## SELECTED PASSAGE:
----
A Reader for DLPoly output files.

Use this object as an iterator:

>>> outr = OutputReader("somefile.txt")
>>> for row in outr:
...     print row[5]

The variable row in the example above is a concatenation of all the values that belong to one time frame. (line after line)

Arguments:
f – a filename or a file-like object
Optional arguments:
sub – a slice indicating the frames to be skipped/selected
skip_equi_period – When True, the equilibration period is not read [default=True]
pos_unit, time_unit, angle_unit, e_unit – The conversion factors for the unit conversion from the units in the data file to atomic units. The defaults of these optional arguments correspond to the defaults of dlpoly.
goto_next_frame()

Continue reading until the next frame is reached

molmod.io.fchk – Gaussian Formatted Checkpoint Files

class molmod.io.fchk.FCHKFile(filename, ignore_errors=False, field_labels=None)

Reader for Formatted checkpoint files

After initialization, the data from the file is available in the fields dictionary. Also the following attributes are read from the file: title, command, lot (level of theory) and basis.

Arguments:
filename – The formatted checkpoint file
Optional arguments:
ignore_errors – Try to read incorrectly formatted files without raising exceptions [default=False]
field_labels – When given, only these fields are read from the formatted checkpoint file. (This can save a lot of time.)
get_hessian()

Return the hessian

get_optimization_coordinates()

Return the coordinates of the geometries at each point in the optimization

get_optimization_energies()

Return an array with the energy at each point in the optimization

get_optimization_gradients()

Return the energy gradients of all geometries during an optimization

get_optimization_lowest_index()
----
## DATASET CONTENT:
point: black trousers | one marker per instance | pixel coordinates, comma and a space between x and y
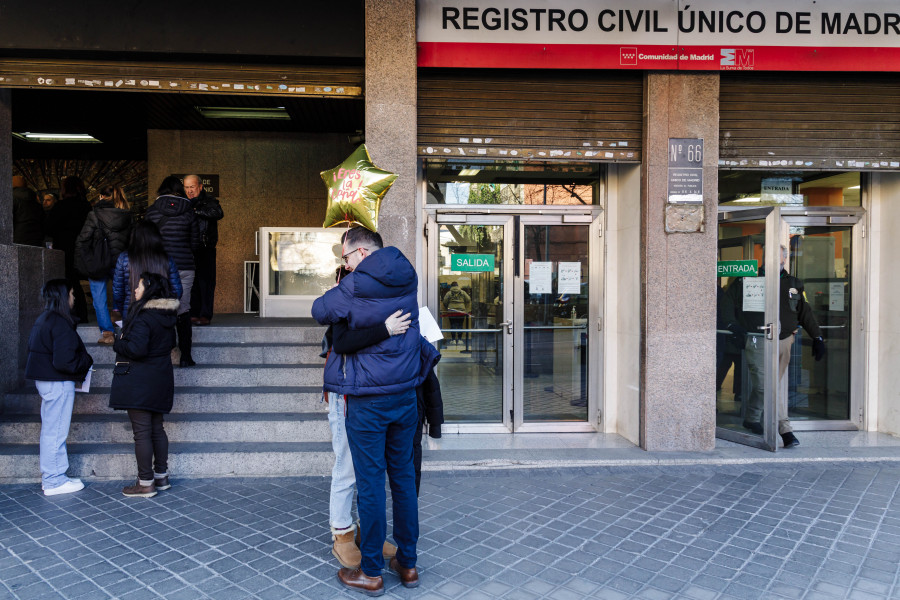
204, 291
151, 444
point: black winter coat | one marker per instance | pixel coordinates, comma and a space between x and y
28, 218
64, 223
145, 343
117, 225
208, 211
55, 351
178, 227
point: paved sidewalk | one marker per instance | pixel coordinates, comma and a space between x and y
823, 530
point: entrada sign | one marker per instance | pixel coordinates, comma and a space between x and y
471, 262
698, 35
736, 268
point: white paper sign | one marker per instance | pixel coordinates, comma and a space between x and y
428, 327
754, 294
836, 295
541, 278
85, 387
569, 280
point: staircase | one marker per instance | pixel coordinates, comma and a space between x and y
250, 408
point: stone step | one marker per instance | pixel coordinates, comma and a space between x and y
19, 462
114, 427
292, 334
263, 399
246, 353
230, 375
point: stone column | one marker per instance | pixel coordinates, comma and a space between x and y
678, 265
5, 167
391, 115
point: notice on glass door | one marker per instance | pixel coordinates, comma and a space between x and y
754, 294
540, 278
569, 278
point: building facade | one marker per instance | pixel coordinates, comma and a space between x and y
573, 180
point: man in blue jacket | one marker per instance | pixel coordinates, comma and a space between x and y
381, 417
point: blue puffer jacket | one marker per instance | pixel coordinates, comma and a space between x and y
382, 283
121, 283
----
Write out, word for word, the part of the file-reader documentation that opens with the words containing "get_optimization_coordinates()" and closes with "get_optimization_gradients()".

## RIGHT ANSWER:
get_optimization_coordinates()

Return the coordinates of the geometries at each point in the optimization

get_optimization_energies()

Return an array with the energy at each point in the optimization

get_optimization_gradients()